Archbishop fears Church 'rupture'
BBC News
3/5/2006
The Archbishop of Canterbury has warned that the worldwide Anglican Church faces a fundamental "rupture" on the issue of homosexuality.
Dr Rowan Williams told BBC One's The Heaven and Earth Show he feared any split could take decades to heal.
Traditionalists have given the Church in the US until June to reverse its approach on ordaining gay clergy - or face expulsion from the Communion.
Some liberals back a looser, federal structure for the Anglican Communion.
Dr Williams said he feared any split would run too deep to make this possible.
The archbishop, who is visiting Sudan, was speaking in an interview to be broadcast on Sunday.
"If there is a rupture, it's going to be a more visible rupture, it is not going to settle down quietly to being a federation," he said.
"And I suppose my anxiety about it is that if the communion is broken we may be left with even less than a federation."

— REQUIRED TASKS —
- a) From the BBC News article on the Anglican Church, list every place name that appears, in the order each first occurs.
- b) Resume the BBC News article on the Anglican Church, starting right after its final quoted sentence.

— DATA EXTRACT —
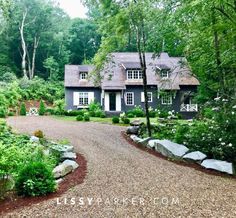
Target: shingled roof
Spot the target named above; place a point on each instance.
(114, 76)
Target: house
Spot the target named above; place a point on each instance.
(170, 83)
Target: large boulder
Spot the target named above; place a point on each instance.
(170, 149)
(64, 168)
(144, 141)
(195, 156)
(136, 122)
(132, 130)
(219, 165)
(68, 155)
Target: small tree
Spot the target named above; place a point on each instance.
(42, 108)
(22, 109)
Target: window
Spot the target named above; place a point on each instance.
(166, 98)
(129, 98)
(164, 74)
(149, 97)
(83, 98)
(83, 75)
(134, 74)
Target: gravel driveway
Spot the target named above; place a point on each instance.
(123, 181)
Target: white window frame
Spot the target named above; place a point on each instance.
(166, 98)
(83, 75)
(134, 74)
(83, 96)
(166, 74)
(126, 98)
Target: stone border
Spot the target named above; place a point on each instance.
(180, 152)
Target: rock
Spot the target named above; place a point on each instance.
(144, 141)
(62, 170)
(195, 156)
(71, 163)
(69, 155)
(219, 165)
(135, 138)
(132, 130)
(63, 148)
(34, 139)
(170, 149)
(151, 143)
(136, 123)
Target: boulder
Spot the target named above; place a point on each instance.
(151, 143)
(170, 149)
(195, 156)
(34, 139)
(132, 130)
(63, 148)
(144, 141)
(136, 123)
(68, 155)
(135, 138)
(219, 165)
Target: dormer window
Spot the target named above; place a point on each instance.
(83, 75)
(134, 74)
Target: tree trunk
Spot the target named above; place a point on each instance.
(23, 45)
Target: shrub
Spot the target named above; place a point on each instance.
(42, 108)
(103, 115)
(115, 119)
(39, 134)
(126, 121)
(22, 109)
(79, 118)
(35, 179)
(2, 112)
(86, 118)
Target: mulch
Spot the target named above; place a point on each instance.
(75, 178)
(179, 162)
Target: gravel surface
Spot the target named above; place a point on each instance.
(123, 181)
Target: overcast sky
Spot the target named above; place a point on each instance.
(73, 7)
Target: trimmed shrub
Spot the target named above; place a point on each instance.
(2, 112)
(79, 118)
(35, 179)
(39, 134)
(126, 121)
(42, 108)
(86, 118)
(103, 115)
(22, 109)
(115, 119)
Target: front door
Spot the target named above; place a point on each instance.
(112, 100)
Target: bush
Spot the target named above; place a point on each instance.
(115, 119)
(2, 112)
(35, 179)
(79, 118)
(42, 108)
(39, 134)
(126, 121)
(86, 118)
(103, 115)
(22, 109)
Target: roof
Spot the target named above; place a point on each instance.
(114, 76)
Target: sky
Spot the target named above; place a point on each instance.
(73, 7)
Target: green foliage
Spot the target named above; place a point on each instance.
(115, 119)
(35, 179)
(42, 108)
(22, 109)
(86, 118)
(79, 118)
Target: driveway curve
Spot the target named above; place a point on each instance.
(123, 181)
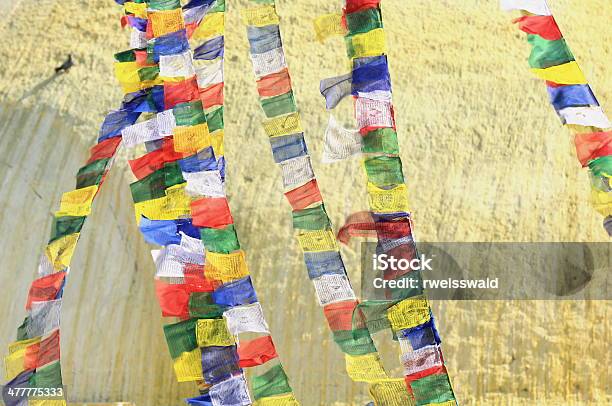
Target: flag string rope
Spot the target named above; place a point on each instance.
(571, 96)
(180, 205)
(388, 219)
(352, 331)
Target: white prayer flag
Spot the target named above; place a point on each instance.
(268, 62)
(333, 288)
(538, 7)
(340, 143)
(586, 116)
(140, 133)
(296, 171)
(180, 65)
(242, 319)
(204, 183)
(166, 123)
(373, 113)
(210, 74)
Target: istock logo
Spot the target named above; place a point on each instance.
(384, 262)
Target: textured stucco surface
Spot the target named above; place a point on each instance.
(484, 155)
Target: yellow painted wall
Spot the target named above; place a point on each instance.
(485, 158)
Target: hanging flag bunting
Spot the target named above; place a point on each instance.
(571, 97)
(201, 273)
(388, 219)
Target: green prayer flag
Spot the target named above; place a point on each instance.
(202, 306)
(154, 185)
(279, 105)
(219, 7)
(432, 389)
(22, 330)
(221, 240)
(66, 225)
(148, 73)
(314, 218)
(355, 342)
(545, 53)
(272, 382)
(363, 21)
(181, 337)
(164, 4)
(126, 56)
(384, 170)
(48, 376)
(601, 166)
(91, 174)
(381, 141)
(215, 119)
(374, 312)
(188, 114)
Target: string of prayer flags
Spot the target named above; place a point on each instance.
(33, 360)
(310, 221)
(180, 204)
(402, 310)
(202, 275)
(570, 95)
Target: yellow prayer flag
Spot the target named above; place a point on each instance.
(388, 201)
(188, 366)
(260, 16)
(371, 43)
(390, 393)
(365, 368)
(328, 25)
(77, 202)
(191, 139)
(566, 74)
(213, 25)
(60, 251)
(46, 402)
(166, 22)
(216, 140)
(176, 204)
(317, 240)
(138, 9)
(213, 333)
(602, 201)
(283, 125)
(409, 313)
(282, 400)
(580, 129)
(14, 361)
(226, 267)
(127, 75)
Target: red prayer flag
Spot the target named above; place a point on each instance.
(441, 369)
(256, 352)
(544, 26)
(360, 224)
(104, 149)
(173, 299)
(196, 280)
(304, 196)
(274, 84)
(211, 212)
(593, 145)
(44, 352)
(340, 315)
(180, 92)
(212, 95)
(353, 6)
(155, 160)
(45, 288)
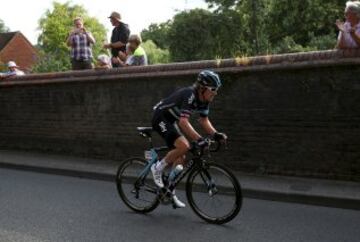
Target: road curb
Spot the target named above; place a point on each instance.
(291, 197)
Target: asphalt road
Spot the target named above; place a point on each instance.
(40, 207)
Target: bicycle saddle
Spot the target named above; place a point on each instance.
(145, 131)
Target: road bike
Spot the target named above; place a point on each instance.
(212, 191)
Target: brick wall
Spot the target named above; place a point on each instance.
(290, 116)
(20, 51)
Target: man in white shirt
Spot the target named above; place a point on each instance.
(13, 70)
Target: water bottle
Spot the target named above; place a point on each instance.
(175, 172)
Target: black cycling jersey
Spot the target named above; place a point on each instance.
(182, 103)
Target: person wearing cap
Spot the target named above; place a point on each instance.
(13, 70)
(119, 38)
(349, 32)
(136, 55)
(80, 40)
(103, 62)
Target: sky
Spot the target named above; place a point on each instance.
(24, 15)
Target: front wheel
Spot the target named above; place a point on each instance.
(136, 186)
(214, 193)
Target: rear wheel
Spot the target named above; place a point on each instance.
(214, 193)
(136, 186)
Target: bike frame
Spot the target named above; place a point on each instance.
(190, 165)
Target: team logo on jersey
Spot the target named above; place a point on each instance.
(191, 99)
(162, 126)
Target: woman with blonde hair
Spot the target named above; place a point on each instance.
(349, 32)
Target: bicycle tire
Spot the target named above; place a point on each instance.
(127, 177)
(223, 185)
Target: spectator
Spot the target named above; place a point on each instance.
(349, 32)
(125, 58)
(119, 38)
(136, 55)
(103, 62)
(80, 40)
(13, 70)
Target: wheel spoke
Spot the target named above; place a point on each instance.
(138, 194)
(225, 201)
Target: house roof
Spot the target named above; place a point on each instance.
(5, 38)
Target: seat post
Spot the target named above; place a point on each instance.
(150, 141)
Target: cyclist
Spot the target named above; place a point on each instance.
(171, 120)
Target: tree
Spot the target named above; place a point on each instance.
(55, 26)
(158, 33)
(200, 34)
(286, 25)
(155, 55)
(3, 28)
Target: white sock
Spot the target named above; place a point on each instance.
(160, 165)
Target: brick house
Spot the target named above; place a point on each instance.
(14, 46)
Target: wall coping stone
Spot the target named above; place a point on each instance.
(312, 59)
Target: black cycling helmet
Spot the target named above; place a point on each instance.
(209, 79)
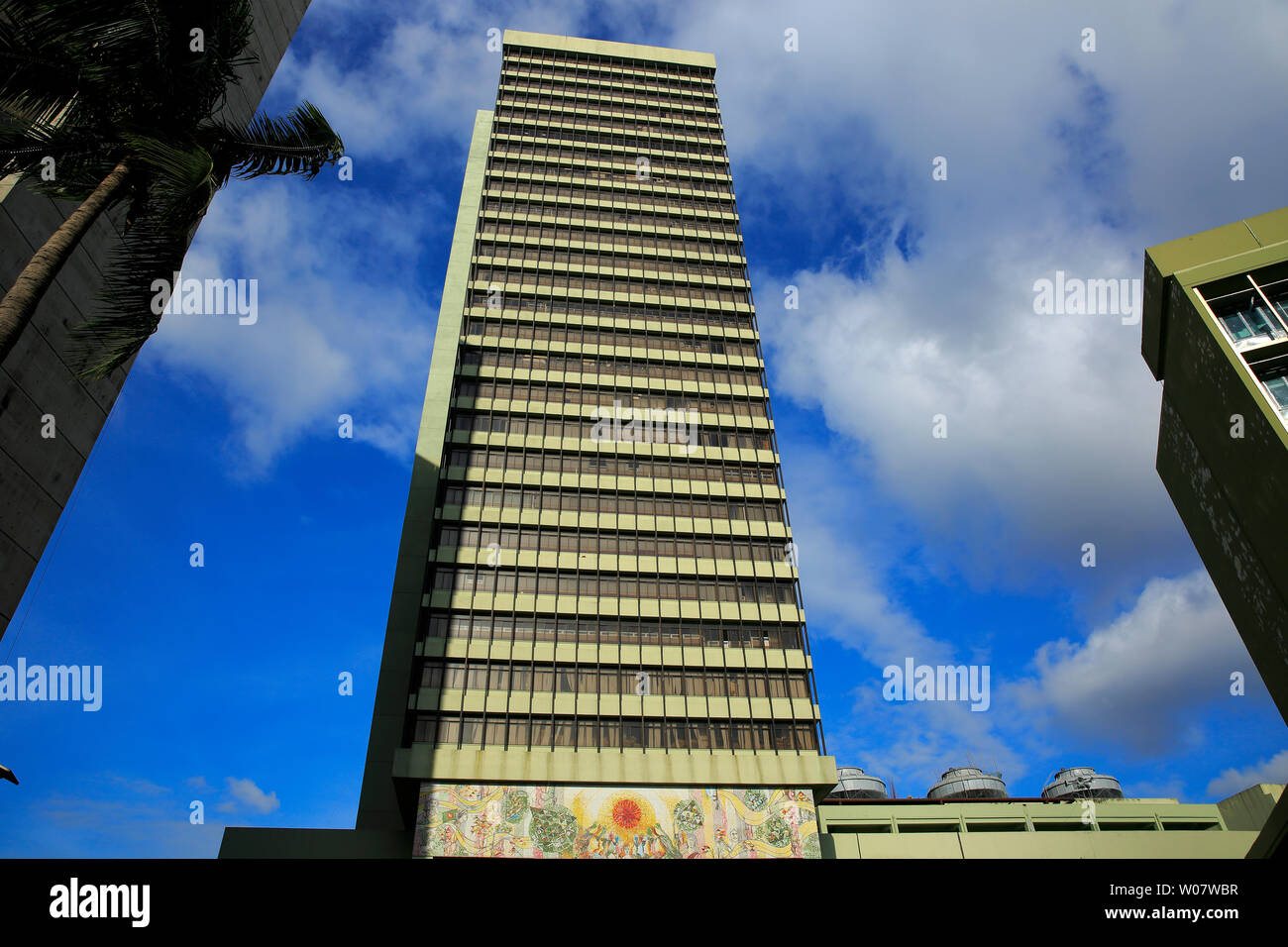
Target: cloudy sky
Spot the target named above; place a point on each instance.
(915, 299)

— ANSWER LIST —
- a) Canterbury, the US, Sudan

- b)
'Starkest warning'
He warned that it could take decades to re-establish some sort of relationship between the different factions in the Anglican Communion.
BBC religious affairs correspondent Robert Piggott said the comments were "Dr Williams' starkest public warning about the impending schism in the Anglican Communion over sexuality".
Our correspondent said the archbishop seemed to be aiming his remarks at the American Church.
The church has been given until its governing convention meets in June to reverse its liberal approach to the ordination of gay clergy and the blessing of same-sex relationships.
Traditionalists insist that active homosexuality is outlawed by the Bible.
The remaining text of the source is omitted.